- [Exercises]:
- a) In the passage about HEP's purchase of Tulsa refining and logistics assets, how much of the $75 million price is paid in HEP common units?
- b) Please pick up the passage about HEP's purchase of Tulsa refining and logistics assets right after its final sentence and carry it forward.

:: Passage ::

Under the terms of the agreement, HEP will purchase approximately 1.4 million barrels of storage as well as light products, asphalt and propane loading racks, and an associated refined product delivery pipeline for $75 million comprised of $21.5 million in cash and $53.5 million in HEP common units.
The transaction is subject to customary closing conditions as well as certain regulatory conditions.
In conjunction with the transaction, it is anticipated that subsidiaries of Holly and HEP will enter into a long-term contract similar to others between Holly and HEP under which Holly and HEP will agree to the fees Holly will pay for its use of the assets HEP is acquiring, including a minimum revenue commitment by Holly.
HEP expects the transaction to be immediately accretive to its distributable cash flow.
Matt Clifton, Chairman and CEO of HEP, said, “This acquisition represents a great opportunity for HEP. By combining with Holly Corporation to purchase Sinclair’s Tulsa refining and logistics assets, we are acquiring a substantial set of assets at a very attractive price. The transaction will provide an additional long term guaranteed revenue stream and it will position HEP to pursue other growth opportunities as Holly executes on its plan to integrate its two Tulsa refining assets”.

:::
:: Extracted entries ::

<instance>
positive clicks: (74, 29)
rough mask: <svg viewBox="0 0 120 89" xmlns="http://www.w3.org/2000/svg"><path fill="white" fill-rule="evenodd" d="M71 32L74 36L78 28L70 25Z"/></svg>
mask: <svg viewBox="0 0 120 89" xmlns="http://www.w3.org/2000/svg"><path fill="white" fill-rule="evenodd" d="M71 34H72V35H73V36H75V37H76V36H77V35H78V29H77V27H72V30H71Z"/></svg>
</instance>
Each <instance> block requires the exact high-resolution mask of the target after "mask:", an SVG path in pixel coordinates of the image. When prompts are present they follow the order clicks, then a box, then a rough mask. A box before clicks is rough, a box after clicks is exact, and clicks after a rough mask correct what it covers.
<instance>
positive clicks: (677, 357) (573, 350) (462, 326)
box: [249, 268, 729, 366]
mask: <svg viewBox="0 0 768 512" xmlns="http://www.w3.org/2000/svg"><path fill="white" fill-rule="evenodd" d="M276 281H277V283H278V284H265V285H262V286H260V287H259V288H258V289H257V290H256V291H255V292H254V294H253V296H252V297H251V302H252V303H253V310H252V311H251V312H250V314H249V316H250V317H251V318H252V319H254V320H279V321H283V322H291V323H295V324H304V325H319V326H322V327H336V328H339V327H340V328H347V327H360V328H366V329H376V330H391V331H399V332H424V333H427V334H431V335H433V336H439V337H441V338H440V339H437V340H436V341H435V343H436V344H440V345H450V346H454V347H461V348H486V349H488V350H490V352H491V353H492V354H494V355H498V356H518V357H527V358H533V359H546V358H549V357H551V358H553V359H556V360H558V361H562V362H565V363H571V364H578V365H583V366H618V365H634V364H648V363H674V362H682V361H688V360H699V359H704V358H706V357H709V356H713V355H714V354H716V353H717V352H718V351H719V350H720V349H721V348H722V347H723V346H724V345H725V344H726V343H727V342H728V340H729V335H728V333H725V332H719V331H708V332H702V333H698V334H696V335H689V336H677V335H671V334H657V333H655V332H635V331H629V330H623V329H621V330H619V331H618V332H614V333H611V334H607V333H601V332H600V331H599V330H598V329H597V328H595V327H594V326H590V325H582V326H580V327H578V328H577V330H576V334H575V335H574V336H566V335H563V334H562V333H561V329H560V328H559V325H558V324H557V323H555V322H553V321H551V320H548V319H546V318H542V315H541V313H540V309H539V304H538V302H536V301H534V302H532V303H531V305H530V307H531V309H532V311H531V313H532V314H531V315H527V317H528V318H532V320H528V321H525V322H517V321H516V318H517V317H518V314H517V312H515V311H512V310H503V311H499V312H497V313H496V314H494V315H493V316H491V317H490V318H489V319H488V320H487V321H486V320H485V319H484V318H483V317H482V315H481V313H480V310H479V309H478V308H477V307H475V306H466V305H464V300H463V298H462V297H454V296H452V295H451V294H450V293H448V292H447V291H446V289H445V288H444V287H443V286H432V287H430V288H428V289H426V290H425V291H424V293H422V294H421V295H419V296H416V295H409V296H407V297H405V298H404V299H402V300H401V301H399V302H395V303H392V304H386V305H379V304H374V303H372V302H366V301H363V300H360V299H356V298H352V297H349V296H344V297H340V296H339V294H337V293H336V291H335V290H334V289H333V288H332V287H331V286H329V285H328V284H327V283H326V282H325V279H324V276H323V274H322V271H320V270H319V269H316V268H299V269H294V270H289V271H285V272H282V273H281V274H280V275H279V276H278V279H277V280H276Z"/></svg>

:::

- [List of answers]:
- a) $53.5 million

- b)
About Holly Energy Partners, L.P.
Holly Energy Partners, L.P., headquartered in Dallas, Texas, provides petroleum product and crude oil transportation, tankage and terminal services to the petroleum industry, including Holly Corporation, which currently owns a 41% interest (which includes a 2% general partner interest) in the Partnership. The Partnership owns and operates petroleum product and crude pipelines, tankage and terminals located in Texas, New Mexico, Arizona, Washington, Idaho and Utah. In addition, the Partnership owns a 70% interest in Rio Grande Pipeline Company, a transporter of LPGs from West Texas to Northern Mexico, and a 25% interest in SLC Pipeline LLC, a transporter of crude oil in the Salt Lake City area.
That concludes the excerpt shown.